** Start **
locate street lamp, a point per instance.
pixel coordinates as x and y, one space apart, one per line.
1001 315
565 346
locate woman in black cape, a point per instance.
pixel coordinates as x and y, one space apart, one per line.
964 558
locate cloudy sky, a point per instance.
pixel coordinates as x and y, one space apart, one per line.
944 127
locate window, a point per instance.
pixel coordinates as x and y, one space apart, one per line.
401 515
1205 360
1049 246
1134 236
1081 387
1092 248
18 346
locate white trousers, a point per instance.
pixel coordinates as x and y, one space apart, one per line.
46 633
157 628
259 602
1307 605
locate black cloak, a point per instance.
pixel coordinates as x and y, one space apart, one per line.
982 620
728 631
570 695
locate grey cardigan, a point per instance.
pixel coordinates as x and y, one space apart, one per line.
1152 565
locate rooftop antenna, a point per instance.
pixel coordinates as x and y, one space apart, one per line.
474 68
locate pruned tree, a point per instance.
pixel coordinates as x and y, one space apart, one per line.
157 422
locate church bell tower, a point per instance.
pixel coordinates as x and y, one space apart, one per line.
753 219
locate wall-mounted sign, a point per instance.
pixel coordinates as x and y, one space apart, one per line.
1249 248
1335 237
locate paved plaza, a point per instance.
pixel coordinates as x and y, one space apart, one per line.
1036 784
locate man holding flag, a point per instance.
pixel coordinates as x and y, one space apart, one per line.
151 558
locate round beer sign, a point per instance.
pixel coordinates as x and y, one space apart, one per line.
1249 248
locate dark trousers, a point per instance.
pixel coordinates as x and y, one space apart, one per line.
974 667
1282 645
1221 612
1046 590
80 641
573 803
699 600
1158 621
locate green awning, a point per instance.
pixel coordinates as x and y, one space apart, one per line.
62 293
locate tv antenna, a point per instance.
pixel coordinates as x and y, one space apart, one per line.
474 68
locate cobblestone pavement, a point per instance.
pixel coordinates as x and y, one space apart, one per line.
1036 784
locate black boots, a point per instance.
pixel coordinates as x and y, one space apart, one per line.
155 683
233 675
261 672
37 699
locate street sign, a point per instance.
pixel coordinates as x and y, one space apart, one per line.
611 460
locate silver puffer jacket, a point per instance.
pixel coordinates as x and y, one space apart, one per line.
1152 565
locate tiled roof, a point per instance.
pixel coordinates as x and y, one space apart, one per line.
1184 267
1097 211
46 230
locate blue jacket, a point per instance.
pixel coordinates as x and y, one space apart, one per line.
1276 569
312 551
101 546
** End **
=== Exercise instructions ===
Repeat exactly, and only, the lines from the line with "locate round beer sign, a point per instance." through the end of the listing above, both ends included.

=== Answer to the problem ===
locate round beer sign, a point per instance.
pixel coordinates as x and y, one space apart, one per line.
1249 248
locate dark trousers, a point per instance.
pixel coordinates as x and y, one space apart, one per line.
974 667
1282 645
1221 612
1046 590
80 641
573 803
699 600
1158 621
locate green awning, a point per instance.
pixel coordinates as x and y, one space apart, one per line.
62 293
locate tv antenna, a point per instance.
pixel coordinates as x and y, one space apart, one per line.
474 68
locate cobblestone pavement, a point per instance.
pixel coordinates as x and y, one space apart, one per line.
1036 784
locate black boots, a point per instance.
pixel coordinates as x and y, one space apart, one per line.
155 683
233 675
261 672
37 699
locate street sign, a point per instance.
pixel coordinates as x and y, one space apart, one per line.
611 460
locate silver puffer jacket, a point per instance.
pixel coordinates as x and y, one space apart, one per line.
1152 565
locate tiled roof, a point per instance.
pixel coordinates as x and y, one space apart, one per line.
1184 267
1097 211
46 230
locate blue jacket, a point per instance.
pixel coordinates as x and y, one space apart, one per line.
1276 569
312 551
101 546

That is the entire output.